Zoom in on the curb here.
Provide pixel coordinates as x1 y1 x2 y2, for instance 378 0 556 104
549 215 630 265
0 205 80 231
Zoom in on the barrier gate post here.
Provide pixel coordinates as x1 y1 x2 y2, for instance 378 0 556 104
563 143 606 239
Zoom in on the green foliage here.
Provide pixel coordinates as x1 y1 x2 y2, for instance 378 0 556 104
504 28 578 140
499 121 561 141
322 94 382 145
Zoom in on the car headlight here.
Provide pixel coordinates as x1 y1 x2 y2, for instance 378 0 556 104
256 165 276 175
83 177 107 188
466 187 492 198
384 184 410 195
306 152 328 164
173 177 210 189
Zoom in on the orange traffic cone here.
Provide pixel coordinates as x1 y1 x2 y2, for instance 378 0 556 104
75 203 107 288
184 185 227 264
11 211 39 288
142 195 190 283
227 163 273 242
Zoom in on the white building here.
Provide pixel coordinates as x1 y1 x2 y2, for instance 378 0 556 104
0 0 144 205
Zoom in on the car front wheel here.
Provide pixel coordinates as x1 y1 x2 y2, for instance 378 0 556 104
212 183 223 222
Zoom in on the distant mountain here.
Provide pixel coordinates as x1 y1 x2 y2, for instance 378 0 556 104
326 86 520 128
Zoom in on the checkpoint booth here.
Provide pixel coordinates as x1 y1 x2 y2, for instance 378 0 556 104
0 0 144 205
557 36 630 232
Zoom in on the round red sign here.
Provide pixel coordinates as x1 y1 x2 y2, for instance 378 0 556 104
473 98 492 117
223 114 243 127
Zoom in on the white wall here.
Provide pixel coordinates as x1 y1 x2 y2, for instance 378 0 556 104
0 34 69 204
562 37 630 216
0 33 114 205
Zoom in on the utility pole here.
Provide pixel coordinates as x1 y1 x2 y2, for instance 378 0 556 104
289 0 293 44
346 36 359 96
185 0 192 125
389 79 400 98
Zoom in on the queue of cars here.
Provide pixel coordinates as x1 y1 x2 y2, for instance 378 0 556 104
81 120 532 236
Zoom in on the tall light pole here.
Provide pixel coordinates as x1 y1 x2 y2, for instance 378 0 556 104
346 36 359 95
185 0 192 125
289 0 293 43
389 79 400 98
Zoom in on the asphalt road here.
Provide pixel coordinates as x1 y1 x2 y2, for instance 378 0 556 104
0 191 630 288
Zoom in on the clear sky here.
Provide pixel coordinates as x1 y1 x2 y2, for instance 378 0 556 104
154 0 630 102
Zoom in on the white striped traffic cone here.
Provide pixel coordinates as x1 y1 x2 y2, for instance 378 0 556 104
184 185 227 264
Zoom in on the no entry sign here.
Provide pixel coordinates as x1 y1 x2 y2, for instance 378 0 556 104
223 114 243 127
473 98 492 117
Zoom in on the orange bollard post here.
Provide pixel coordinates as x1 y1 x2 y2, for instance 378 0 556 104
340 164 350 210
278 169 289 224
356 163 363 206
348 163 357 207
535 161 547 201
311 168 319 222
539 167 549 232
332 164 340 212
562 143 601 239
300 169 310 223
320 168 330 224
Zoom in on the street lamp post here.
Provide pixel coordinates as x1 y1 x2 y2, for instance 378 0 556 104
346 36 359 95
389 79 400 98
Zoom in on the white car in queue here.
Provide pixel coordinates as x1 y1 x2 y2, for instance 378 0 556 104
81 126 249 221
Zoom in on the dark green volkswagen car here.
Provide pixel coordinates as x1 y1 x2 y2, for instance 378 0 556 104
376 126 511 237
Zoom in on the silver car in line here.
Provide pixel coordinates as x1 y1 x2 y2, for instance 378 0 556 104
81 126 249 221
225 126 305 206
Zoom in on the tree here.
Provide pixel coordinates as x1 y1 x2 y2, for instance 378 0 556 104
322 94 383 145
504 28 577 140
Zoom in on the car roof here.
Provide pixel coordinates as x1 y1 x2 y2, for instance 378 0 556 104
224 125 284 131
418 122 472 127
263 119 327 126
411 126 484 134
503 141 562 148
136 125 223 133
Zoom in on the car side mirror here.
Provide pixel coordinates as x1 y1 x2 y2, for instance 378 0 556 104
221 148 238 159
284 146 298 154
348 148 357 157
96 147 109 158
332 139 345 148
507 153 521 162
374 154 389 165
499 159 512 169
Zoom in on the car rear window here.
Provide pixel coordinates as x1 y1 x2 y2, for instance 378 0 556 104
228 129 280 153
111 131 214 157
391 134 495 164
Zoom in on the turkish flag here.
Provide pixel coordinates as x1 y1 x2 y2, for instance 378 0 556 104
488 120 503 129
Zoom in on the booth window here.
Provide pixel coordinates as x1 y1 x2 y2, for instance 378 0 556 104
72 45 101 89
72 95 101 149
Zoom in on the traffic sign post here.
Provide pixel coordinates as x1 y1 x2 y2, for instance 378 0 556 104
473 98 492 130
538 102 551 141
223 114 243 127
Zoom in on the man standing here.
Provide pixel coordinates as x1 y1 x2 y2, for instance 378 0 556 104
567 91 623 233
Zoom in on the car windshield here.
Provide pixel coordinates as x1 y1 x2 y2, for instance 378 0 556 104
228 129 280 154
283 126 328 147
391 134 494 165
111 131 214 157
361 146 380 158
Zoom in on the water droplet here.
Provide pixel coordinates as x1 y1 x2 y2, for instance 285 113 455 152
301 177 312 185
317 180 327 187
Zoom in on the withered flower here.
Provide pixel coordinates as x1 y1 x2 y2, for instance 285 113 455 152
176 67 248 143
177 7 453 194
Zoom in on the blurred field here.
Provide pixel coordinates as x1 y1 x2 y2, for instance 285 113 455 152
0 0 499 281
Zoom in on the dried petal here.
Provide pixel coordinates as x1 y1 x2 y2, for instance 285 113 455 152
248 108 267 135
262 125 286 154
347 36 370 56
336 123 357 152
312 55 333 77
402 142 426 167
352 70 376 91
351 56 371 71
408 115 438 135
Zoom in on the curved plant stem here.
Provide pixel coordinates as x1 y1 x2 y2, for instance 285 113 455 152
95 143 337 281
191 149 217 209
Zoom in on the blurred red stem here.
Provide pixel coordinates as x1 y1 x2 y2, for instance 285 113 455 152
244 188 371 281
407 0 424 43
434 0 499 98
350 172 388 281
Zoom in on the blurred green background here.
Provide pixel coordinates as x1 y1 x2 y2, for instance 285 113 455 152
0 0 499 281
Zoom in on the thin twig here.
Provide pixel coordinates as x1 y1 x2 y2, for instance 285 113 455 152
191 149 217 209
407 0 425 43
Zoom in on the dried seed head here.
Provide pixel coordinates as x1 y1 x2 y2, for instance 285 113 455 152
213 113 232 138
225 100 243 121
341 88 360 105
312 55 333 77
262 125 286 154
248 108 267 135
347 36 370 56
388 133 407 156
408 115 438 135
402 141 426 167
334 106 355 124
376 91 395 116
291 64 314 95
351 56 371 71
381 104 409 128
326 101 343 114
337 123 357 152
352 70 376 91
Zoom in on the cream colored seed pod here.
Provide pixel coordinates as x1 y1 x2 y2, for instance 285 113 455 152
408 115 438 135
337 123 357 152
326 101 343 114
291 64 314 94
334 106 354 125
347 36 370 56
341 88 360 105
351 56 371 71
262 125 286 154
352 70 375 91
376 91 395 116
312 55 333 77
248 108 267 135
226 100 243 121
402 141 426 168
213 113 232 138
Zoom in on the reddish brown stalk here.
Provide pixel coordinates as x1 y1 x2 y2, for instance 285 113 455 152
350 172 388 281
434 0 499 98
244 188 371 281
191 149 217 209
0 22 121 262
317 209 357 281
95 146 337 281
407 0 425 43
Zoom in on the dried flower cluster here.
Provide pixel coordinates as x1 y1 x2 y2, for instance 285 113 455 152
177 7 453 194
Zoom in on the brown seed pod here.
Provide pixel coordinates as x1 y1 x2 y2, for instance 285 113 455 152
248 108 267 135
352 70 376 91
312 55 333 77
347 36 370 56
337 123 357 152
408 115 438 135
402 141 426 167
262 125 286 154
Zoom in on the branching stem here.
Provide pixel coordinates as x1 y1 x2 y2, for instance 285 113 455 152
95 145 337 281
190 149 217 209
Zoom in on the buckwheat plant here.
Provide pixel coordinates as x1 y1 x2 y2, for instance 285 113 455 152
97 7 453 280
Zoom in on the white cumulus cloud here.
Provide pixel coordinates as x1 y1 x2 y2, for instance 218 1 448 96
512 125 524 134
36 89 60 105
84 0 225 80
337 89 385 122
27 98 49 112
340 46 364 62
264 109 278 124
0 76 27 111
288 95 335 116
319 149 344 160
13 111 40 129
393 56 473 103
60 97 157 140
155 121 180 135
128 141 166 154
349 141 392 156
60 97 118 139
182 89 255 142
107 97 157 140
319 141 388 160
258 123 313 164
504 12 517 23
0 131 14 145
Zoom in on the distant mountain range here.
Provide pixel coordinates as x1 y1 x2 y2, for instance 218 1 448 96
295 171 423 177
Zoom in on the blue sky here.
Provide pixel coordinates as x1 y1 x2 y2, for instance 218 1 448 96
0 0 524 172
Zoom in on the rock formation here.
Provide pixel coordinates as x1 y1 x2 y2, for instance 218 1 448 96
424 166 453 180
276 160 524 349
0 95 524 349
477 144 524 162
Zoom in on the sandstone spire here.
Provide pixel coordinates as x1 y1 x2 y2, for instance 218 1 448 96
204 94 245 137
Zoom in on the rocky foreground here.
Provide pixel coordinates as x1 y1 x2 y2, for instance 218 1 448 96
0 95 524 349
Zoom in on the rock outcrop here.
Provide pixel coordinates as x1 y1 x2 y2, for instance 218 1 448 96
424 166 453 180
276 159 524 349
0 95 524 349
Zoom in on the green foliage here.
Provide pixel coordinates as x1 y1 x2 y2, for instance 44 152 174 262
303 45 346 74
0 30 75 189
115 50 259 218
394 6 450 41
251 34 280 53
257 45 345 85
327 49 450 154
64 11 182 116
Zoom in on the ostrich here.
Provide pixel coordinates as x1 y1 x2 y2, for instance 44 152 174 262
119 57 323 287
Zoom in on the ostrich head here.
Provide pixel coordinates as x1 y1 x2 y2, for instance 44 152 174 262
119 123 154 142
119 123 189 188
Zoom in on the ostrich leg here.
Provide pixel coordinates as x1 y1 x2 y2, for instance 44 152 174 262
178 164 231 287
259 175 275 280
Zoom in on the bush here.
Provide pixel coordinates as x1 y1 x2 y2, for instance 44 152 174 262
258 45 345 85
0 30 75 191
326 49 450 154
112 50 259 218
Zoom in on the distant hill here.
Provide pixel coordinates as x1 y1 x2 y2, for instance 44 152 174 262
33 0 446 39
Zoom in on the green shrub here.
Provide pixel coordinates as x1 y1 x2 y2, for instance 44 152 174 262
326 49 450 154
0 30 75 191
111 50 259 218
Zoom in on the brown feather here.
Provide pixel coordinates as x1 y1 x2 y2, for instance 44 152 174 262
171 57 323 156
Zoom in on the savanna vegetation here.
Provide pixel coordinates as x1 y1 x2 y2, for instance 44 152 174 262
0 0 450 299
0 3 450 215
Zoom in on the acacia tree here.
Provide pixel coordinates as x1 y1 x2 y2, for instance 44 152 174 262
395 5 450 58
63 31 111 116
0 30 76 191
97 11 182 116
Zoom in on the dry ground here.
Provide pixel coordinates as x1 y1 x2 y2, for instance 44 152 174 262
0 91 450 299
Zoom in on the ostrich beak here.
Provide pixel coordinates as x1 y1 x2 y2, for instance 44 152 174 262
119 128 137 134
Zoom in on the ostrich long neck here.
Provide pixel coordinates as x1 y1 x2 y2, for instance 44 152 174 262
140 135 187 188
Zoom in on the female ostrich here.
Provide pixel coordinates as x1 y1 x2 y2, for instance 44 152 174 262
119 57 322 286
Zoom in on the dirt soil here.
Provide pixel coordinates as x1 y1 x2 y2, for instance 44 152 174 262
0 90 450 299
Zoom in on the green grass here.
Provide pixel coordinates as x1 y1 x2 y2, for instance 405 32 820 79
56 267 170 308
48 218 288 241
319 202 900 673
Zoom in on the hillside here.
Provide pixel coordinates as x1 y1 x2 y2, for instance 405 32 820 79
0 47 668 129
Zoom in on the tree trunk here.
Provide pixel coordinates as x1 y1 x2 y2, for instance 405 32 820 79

PROBLEM DESCRIPTION:
Please retype, exactly as written, every line from the line containing "Zoom in on the ostrich long neck here." through the last line of the records above, including both of those lines, and nothing else.

SOLUTION:
Zoom in on the ostrich long neck here.
Provide pixel coordinates as x1 y1 x2 y2, for instance 44 152 174 262
140 135 187 188
Zoom in on the female ostrich here.
Provide pixel coordinates as x1 y1 x2 y2, for instance 44 152 174 262
119 57 322 286
Zoom in on the dirt soil here.
Provide pixel coordinates as x1 y1 x2 y2, for instance 44 152 174 262
0 90 450 299
Zoom in on the green grass here.
Provide pixel coordinates as x1 y1 x2 y2, for instance 405 32 820 79
56 267 170 308
48 218 288 241
319 202 900 673
Zoom in on the hillside here.
Provide pixel coordinates as x1 y1 x2 y2, for instance 405 32 820 79
0 47 668 129
Zoom in on the tree trunk here.
Provide pixel coordinates as x1 y1 x2 y2, for instance 405 32 820 79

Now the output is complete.